— ЧТО НУЖНО СДЕЛАТЬ —
1 > Ответьте на вопросы по отрывку о романе Салуцкого:
(a) В какой газете роман сочли достойным масштабного обсуждения?
(b) Где, по словам автора, сейчас находятся статьи писателя?
(c) Чьи слова приходят автору на ум в последней фразе?
2 > Объясните по отрывку о романе Салуцкого, почему автор сомневается, что Салуцкий мог написать роман, способный стать литературным событием.
3 > Продолжите отрывок о романе Салуцкого, начав сразу после его последней фразы.

— ОТРЫВОК ИЗ ИСТОЧНИКА —
_ _ _ _ _ _ _

Признаться, я была удивлена известием, что Анатолий Салуцкий написал религиозно-философский роман, который сочли достойным масштабного обсуждения в "Литературной газете". Правда, в публицистике Салуцкого последних лет нередко попадаются слова "духовность" и "религиозность", но живут они в весьма специфическом контексте. То писатель пожалуется в "Парламентской газете", что наши СМИ "тормозят любые попытки изменить ситуацию в духовной сфере, внедряя в общественное сознание вирус пессимизма", то разоблачит порочный метод Владимира Познера, заключающийся в навязывании нравственных ценностей иной культурно-религиозной среды, то напомнит, что либералы на парламентских выборах потерпели поражение, а вот на НТВ Шустер, Миткова, Сорокина, зараженные вирусом неприятия российского, исторического, духовного "ноу-хау", все еще ведут разрушительную деятельность. (Все эти статьи не по старым подшивкам пылятся красуются на сайте писателя.) Я не о том даже, что принцип "падающего толкни" вовсе не Христос проповедовал, но как с таким лексическим аппаратом можно написать роман, способный стать литературным событием? "Разве что чудо?" приходят на ум слова булгаковского героя.

_ _ _ _ _ _ _

— ИСХОДНЫЕ ДАННЫЕ —
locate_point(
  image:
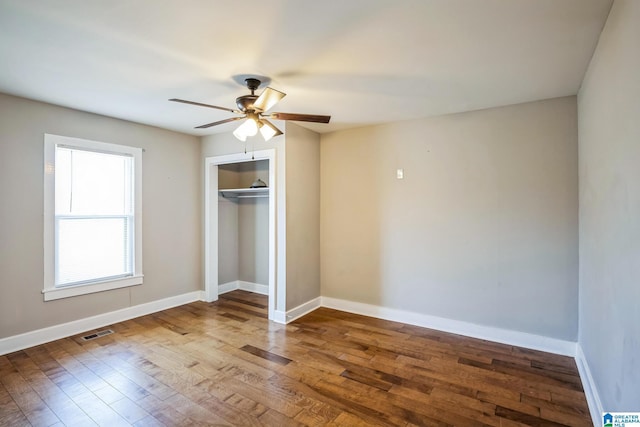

_ _ _ _ _ _ _

— ОТВЕТЫ ПО ЗАДАНИЯМ —
1 >
(a) В «Литературной газете».
(b) На сайте писателя.
(c) Слова булгаковского героя.

2 > В публицистике Салуцкого последних лет слова «духовность» и «религиозность» встречаются в весьма специфическом контексте: в жалобах на СМИ, в разоблачении метода Владимира Познера, в нападках на Шустера, Миткову и Сорокину. Автор не понимает, как с таким лексическим аппаратом можно написать роман, который станет литературным событием.

3 >
Чуда не происходит. Персонажи какие-то черно-белые, как фигуры на шахматной доске: сусальные православные и добродетельные партийцы, объединенные страхом перед западной заразой, положительные, а им противостоят подлецы, мерзавцы и прохвосты, участники заговора по растлению России. Главный герой, Петр Вульф, чуть было не стал орудием Запада, да вовремя направлен автором на путь истинный. Идеологическая задача торчит, как плохо забитый гвоздь: показать, как после позорных лет горбачевско-ельцинской смуты в державу возвращаются не просто государственность и порядок, страна обретает идею о богоизбранности русского народа.
И все же это довольно забавное чтение. Комический эффект в сатирическом произведении результат стратегии автора. В трэшевой литературе подобный эффект возникает там, где автор менее всего на него рассчитывал. Постмодернистские эксперименты с советским стилем сделали свое дело: попытки его упрямого возрождения воспринимаются как пародия. (Так после выставок соц-арта невозможно без улыбки смотреть на какую-нибудь наивную Доску передовиков уже капиталистического производства: она кажется подражанием картинам Комара и Меламида.)
Многие сцены романа Салуцкого вызывают улыбку. Вот старинный приятель главного героя сочиняет сказку, где Великий инквизитор Достоевского встречается с Великим идеологом, в роли которого выступает покойный Александр Николаевич Яковлев: противники Христа, оба они хотят ввести человека в дьявольское искушение, только Великий идеолог больше преуспел на этом пути, назвав сатанинские постулаты католицизма "общечеловеческими ценностями" (что вызывает одобрение Инквизитора). Автор серьезен, но именно оттого его пародия на Достоевского уморительно смешна.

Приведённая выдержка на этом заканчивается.